#### [CONSIGNE]
Recopiez fidèlement le passage du texte sur la fission nucléaire qui va de « La fission nucléaire, brisant » jusqu'à « un réacteur nucléaire. ».

#### [EXTRAIT DU DOCUMENT]
━━━━━━━━━━
L'ALCHIMIE DE LA FISSION NUCLÈAIRE
21 Mars 2018 , Rédigé par André Boyer Publié dans #PHILOSOPHIE
Le phénomène de fission nucléaire est un phénomène naturel que l’on peut provoquer artificiellement dans un réacteur nucléaire, avec la double difficulté de l’entretenir et de le contrôler à la fois.
La fission nucléaire, brisant des noyaux fissiles, génère de nouveaux noyaux dont certains sont fissiles et d’autres non. Ainsi, un réacteur à uranium naturel produit du plutonium sous deux formes (deux isotopes) le plutonium 239 et le plutonium 241 qui sont tous deux fissiles par des neutrons thermiques (qui ont été ralentis) et qui de ce fait peuvent continuer à alimenter un réacteur nucléaire.
Ils peuvent même être utilisés pour fabriquer une bombe atomique : l'un des objectifs du projet Manhattan au cours de la Seconde Guerre mondiale était d’obtenir suffisamment de plutonium pour fabriquer une bombe nucléaire, celle qui a détruit Nagasaki. En revanche, la première bombe, larguée sur Hiroshima, contenait de l’uranium enrichi.
On peut donc continuer à produire de l’énergie avec du plutonium comme produit de la fission, alors que le matériau originel, l’uranium 235, est complétement utilisé. Malheureusement la fission ne produit pas que des plutoniums 239 et 241, qui sont fissiles, mais aussi du plutonium 240 qui lui est trop fissile, ce qui oblige à l’éliminer en partie pour éviter l’explosion.
━━━━━━━━━━
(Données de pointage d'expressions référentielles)
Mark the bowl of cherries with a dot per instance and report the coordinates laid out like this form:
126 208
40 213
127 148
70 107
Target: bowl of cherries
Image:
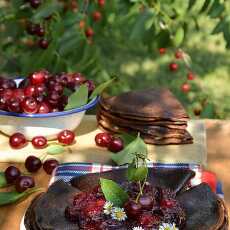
38 104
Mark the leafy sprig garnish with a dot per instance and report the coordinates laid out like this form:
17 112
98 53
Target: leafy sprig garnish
135 155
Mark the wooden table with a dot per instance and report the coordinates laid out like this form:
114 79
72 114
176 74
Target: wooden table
218 143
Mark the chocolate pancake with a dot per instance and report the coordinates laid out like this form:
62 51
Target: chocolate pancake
202 208
130 121
153 104
155 131
149 139
47 211
175 179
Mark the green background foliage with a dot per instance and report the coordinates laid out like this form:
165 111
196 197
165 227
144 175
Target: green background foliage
125 43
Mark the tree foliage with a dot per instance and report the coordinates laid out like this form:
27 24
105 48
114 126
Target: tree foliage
149 23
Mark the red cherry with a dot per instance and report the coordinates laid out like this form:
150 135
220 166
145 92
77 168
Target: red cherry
179 54
97 16
37 78
82 24
23 183
89 32
101 3
19 93
185 87
17 141
103 139
116 145
132 209
49 165
44 107
7 94
66 137
40 31
30 91
173 67
29 105
162 50
39 142
33 164
13 105
190 76
167 203
35 3
43 43
11 174
148 220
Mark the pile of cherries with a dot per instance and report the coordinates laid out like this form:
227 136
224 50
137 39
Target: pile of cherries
23 182
41 92
107 140
18 140
155 206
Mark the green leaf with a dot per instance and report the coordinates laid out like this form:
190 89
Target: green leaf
216 9
12 197
78 98
46 9
191 4
99 89
208 111
55 149
3 182
137 174
113 192
178 37
127 155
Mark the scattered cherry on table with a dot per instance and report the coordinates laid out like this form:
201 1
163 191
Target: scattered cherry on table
33 163
17 140
66 137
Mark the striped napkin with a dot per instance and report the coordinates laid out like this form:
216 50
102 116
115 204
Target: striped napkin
67 171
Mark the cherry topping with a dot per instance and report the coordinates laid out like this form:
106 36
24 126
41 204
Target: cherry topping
17 141
103 139
39 142
146 202
66 137
33 164
49 165
116 145
148 220
11 174
29 105
23 183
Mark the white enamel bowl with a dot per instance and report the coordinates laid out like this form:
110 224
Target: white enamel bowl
47 125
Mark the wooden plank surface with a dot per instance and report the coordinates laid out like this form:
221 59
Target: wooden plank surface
85 150
218 143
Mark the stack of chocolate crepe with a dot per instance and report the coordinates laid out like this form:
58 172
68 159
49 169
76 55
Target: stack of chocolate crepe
155 113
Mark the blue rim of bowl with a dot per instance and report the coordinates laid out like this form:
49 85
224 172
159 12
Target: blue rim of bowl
87 106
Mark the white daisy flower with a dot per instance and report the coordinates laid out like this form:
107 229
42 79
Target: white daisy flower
167 226
138 228
118 214
108 207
━━━━━━━━━━
#### [RÉSULTAT DE L'EXERCICE]
La fission nucléaire, brisant des noyaux fissiles, génère de nouveaux noyaux dont certains sont fissiles et d’autres non. Ainsi, un réacteur à uranium naturel produit du plutonium sous deux formes (deux isotopes) le plutonium 239 et le plutonium 241 qui sont tous deux fissiles par des neutrons thermiques (qui ont été ralentis) et qui de ce fait peuvent continuer à alimenter un réacteur nucléaire.